### Work to complete
Please retype all of the entries below word for word, without changing any line.

Source entries

* start *

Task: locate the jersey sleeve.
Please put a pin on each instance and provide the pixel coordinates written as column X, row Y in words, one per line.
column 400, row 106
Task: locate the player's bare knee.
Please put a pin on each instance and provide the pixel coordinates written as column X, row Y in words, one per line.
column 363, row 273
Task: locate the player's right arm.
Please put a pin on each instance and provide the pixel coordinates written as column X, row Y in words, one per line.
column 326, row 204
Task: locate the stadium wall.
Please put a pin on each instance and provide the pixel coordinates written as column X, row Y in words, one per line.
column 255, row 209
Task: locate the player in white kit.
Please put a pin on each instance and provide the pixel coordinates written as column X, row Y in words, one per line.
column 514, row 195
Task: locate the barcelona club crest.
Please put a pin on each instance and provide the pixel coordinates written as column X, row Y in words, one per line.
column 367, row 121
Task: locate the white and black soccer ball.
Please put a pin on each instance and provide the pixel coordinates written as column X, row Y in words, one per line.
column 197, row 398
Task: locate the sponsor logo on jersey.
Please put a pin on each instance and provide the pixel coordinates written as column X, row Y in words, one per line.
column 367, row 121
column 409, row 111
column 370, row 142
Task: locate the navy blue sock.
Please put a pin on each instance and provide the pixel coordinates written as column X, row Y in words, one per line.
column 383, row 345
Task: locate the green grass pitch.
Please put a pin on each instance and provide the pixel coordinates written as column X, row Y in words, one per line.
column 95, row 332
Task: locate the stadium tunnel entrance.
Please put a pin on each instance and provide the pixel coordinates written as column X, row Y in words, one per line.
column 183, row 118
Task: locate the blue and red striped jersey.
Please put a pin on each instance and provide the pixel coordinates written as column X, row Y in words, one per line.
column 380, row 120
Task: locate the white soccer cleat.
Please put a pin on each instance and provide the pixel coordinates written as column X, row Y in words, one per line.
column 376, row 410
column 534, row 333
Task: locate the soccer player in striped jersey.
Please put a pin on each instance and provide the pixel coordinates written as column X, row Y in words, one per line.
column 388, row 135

* end *

### Task result
Task: locate the jersey sleeve.
Please put a pin on each instance and provide the pixel coordinates written as column X, row Y in words, one per line.
column 400, row 106
Task: locate the player's bare knee.
Please put a pin on each instance and provide the pixel coordinates written as column X, row Y in words, one per line.
column 363, row 273
Task: locate the player's right arm.
Please put a pin on each instance and provide the pixel coordinates written as column X, row Y in words, one per line.
column 326, row 204
Task: locate the stadium wall.
Please put a pin on each instance and provide the pixel coordinates written as column X, row Y in words, one per line.
column 255, row 209
Task: locate the player in white kit.
Please put a pin on each instance and provide the pixel coordinates written as column X, row Y in words, one per line.
column 514, row 195
Task: locate the barcelona club crest.
Please put a pin on each instance and provide the pixel coordinates written as column X, row Y in words, one per line.
column 367, row 121
Task: locate the white and black soccer ball.
Please put a pin on each instance and provide the pixel coordinates written as column X, row Y in words, one per line.
column 197, row 398
Task: locate the sponsor logo on jersey.
Please put a pin on each instance and provide the pixel coordinates written as column X, row Y in words, one per line.
column 367, row 121
column 409, row 111
column 370, row 142
Task: locate the navy blue sock.
Please put a pin on each instance and provide the pixel coordinates written as column X, row Y in words, one per line.
column 383, row 345
Task: locate the green grass pitch.
Please put a pin on each instance and provide the pixel coordinates written as column X, row Y in words, one per line.
column 95, row 332
Task: locate the stadium tunnel entrance.
Please put a pin on each instance and provide the pixel coordinates written as column X, row Y in words, one per line.
column 183, row 118
Task: locate the blue and red striped jersey.
Please put a pin on each instance and provide the pixel coordinates written as column X, row Y in words, one per line.
column 380, row 120
Task: locate the white soccer cleat.
Please put a pin on each instance and provide the pixel coordinates written as column X, row Y in words, one per line.
column 376, row 410
column 534, row 333
Task: locate the soccer player in striped jersey.
Please put a pin on each instance and provide the pixel coordinates written as column X, row Y in words, one per line.
column 388, row 135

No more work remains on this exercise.